(WHAT YOU NEED TO DO): Reproduce, unchanged and with nothing else, the part of the records below that opens with the line containing "Tag every instance of the white breaking" and closes with the line containing "pixel 481 272", both of those lines included.

Coordinate annotation entries
>> START

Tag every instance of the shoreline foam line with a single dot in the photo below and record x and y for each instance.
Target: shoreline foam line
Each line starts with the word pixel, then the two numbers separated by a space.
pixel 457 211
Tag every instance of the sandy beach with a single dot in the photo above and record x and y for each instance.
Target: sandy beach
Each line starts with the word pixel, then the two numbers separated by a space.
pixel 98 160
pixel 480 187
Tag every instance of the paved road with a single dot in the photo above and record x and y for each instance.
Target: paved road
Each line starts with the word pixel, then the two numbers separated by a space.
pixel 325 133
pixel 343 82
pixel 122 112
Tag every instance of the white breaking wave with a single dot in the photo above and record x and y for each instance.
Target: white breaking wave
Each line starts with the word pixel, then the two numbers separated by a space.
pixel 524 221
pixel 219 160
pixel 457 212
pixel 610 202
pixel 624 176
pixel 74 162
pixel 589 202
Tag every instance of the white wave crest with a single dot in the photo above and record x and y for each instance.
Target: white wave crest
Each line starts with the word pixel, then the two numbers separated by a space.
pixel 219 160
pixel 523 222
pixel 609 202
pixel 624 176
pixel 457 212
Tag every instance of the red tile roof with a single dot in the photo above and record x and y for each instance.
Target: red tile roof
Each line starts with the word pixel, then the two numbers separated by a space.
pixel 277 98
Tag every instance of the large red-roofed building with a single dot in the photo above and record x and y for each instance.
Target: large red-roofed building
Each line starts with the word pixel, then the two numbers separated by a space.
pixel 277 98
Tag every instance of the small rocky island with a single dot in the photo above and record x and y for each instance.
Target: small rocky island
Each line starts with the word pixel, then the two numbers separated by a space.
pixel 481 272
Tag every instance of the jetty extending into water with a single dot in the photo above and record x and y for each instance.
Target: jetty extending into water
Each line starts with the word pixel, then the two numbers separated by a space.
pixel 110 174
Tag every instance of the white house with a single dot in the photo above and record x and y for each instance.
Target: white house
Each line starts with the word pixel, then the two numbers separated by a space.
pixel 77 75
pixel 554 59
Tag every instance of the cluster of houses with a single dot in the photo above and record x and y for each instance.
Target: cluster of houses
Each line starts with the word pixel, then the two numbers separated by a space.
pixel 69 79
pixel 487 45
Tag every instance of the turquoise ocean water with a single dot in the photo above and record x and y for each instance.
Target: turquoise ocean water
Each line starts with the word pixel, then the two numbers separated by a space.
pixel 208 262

>> END

(RIGHT ANSWER):
Tag every instance of the white breaking wave with a single dot in the photo above and record x and y for each instance.
Target: white breaking wave
Each line starts with the word pixel, then the two numbers separated by a space.
pixel 524 221
pixel 219 160
pixel 457 212
pixel 610 202
pixel 624 176
pixel 74 162
pixel 589 202
Tag every instance of the white wave crest with a single dot in the photo above and record x and y for each instance.
Target: white wave crest
Each line starts with the word pixel, then the two numbers separated by a space.
pixel 219 160
pixel 523 222
pixel 609 202
pixel 624 176
pixel 457 212
Tag every instance of the red tile roof with a single dot in the photo above and record x and y for each instance.
Target: red tile roof
Each line starts with the word pixel, then the two numbers separated by a space.
pixel 277 98
Tag every instance of the large red-roofed building with a single dot in the photo above and record x and y for each instance.
Target: large red-roofed building
Each line starts with the word pixel, then the two numbers separated by a space.
pixel 277 98
Tag every instance of the small rocky island with a single dot in the photo above and record x and y for each instance.
Target: small rocky island
Each line starts with the word pixel, then the two numbers separated by a space.
pixel 481 272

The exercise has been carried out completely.